◆ EXCERPT PROVIDED ◆
####################

# Early morning kill



## kenyaslinger (Jun 27, 2013)

This one was eating tomatoes in my garden.I shot it from 15 meters with a marble.I used to eat this bird as a kid...still nice, small though.

SS is homemade ringshooter, with 1842


----------



## Aussie Allan In Thailand (Jan 28, 2013)

Hey there,

I have not heard from you in a while.

Although quite obviously your skills have improved significantly.

So great shooting Sir.

Cheers Allan


----------



## kenyaslinger (Jun 27, 2013)

Hey Allan, I'm and very much around, just been reading through the forum quietely.Sure my skills have really improved, been practicing alot, especially since i got the dankung tubes. I'm stuck to them, no more looking for other rubber.


----------



## August West (Jan 21, 2012)

Cool, nice shot. I bet you guys have some cool game to hunt with a slingshot, I would love to visit some day.


----------



## Charles (Aug 26, 2010)

Nice shooting! I do not recognize that bird ... what is it?

Like you, I would be for busting anything that was eating my garden!

Cheers ...... Charles


----------



## Aussie Allan In Thailand (Jan 28, 2013)

Very nice to see that kenyaslinga.

I recall, it seems like yesterday, although it obviously was not.

When you needed assistance on bands, set up draw length etc.

####################

◆ DATA PROVIDED ◆
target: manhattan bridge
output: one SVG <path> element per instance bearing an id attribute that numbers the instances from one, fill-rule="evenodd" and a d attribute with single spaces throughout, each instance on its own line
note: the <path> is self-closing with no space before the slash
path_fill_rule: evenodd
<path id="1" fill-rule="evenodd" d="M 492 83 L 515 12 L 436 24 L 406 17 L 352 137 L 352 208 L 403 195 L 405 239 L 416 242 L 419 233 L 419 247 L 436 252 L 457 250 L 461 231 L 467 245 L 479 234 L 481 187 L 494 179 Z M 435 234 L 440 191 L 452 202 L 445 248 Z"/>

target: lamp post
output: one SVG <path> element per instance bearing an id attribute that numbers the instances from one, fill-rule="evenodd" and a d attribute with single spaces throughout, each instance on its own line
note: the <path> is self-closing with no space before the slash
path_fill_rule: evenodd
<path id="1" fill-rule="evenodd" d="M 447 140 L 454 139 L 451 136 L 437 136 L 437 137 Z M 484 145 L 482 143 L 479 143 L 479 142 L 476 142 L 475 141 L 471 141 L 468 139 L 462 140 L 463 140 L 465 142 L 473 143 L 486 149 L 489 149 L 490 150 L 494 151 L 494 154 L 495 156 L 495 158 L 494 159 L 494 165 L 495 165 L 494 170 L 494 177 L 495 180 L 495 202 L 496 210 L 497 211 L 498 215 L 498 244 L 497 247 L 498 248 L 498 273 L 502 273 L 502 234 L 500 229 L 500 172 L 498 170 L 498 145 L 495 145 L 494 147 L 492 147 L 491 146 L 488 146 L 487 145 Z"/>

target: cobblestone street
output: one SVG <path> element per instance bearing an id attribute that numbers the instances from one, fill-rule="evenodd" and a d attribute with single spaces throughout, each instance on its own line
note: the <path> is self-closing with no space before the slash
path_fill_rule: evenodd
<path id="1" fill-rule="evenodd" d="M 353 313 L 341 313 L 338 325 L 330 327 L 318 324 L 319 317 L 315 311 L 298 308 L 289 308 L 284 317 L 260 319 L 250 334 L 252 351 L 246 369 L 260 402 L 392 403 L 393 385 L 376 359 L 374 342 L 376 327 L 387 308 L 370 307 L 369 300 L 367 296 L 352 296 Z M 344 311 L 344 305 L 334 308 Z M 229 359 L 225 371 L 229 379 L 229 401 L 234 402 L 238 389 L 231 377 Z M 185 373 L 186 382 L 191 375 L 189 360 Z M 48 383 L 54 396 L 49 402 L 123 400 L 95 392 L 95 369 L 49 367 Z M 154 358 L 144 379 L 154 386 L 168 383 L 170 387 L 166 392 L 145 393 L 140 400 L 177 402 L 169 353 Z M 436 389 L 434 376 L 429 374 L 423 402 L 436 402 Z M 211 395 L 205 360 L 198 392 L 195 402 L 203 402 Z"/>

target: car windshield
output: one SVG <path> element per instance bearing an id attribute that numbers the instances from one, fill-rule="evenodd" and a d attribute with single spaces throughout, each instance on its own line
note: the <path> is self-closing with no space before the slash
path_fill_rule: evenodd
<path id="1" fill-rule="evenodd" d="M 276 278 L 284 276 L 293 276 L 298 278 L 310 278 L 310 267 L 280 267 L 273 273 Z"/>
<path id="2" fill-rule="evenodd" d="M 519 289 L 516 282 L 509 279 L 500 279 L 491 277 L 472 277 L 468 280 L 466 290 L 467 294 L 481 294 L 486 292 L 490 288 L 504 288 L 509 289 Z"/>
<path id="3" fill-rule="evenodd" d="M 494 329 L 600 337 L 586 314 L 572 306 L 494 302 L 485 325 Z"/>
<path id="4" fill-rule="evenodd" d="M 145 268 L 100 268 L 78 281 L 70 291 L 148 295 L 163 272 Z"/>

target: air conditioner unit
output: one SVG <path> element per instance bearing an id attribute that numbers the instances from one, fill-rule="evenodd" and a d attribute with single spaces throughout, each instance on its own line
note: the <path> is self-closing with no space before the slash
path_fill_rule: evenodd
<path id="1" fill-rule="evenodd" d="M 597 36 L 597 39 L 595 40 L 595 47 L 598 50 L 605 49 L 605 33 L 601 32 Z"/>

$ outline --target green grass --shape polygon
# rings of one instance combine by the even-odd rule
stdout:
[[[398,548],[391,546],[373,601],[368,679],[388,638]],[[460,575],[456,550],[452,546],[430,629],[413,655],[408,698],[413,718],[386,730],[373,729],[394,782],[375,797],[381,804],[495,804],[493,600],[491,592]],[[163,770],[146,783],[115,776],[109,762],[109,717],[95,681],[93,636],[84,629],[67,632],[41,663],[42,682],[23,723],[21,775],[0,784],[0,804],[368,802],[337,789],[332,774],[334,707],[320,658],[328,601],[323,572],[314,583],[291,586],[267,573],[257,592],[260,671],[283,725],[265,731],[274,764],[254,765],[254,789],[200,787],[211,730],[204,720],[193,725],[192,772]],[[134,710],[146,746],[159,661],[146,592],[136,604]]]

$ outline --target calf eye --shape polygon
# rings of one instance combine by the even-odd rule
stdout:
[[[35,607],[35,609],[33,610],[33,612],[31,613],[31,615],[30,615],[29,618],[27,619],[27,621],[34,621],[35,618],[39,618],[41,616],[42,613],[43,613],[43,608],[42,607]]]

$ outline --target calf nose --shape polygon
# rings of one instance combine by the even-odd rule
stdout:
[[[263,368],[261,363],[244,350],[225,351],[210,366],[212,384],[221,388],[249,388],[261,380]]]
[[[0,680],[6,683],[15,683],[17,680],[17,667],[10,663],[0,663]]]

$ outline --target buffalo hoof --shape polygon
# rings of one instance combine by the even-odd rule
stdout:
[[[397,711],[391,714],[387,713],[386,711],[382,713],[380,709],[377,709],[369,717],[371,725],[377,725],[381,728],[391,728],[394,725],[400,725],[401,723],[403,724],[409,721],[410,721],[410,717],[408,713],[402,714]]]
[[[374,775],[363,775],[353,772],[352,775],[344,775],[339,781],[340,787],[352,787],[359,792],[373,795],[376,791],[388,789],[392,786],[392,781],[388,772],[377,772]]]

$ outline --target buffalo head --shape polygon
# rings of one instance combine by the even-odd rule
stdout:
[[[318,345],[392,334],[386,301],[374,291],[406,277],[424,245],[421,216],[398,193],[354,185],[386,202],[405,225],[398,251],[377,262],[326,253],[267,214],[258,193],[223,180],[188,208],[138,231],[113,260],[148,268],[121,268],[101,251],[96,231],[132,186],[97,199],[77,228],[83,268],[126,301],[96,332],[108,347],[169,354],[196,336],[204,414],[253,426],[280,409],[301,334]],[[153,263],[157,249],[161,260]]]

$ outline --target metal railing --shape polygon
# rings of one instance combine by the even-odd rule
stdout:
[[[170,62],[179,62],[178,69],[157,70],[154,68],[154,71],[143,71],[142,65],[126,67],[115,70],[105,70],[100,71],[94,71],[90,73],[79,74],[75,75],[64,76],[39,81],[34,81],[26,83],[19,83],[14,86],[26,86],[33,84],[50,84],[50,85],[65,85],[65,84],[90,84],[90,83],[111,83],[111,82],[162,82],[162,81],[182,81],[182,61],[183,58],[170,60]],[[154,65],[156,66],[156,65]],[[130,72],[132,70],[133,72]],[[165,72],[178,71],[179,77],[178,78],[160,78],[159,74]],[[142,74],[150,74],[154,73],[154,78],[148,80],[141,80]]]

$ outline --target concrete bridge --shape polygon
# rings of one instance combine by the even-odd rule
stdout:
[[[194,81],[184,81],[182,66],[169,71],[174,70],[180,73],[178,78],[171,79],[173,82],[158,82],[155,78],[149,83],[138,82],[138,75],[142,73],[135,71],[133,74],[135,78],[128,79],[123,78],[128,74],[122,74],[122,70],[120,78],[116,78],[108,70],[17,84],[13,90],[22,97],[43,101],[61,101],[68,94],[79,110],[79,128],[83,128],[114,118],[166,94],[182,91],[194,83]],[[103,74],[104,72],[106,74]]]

####################

◆ AIM 1 ◆
In the listing, edit the lines starting at the one that contains "target: car windshield" and ending at the one that contains "276 278 L 284". Change "windshield" to "windscreen", leave the rest untouched, and return only those lines.
◆ AIM 2 ◆
Resume the slingshot forum thread after its final shown sentence.
The forum thread and the listing come from separate sources and have nothing to do with each other.

◆ RESULT 1 ◆
target: car windscreen
output: one SVG <path> element per instance bearing an id attribute that numbers the instances from one, fill-rule="evenodd" and a d attribute with single spaces throughout, each instance on its own line
note: the <path> is self-closing with no space before the slash
path_fill_rule: evenodd
<path id="1" fill-rule="evenodd" d="M 276 278 L 284 276 L 293 276 L 298 278 L 310 278 L 310 267 L 280 267 L 273 273 Z"/>

◆ RESULT 2 ◆
And now, WOW, you are out there, doing such a wonderful job with your slingshot Sir.

Cheers Allan


----------



## kenyaslinger (Jun 27, 2013)

August there are plenty of game-squirrels, hares, birds, but in exclusive places or bushes, you don't find them in neighbourhoods (except birds). The hares here will not allow you to get within 20 meters, and ther are fast!

Charles, I knew only the local name of the bird, but since you asked, I've done a search and found its called speckled Mousebird; http://en.wikipedia.org/wiki/Speckled_Mousebird

I hope to influence a few people to join the sport, so that I can have shooting buddies!


----------



## Aussie Allan In Thailand (Jan 28, 2013)

Oh that sounds just so cool kenyaslinga.

Growing our sport/hobby where you are, is great.

Myself, and I am certain all of SSF, are behind you and wish you all the best of luck in that Sir.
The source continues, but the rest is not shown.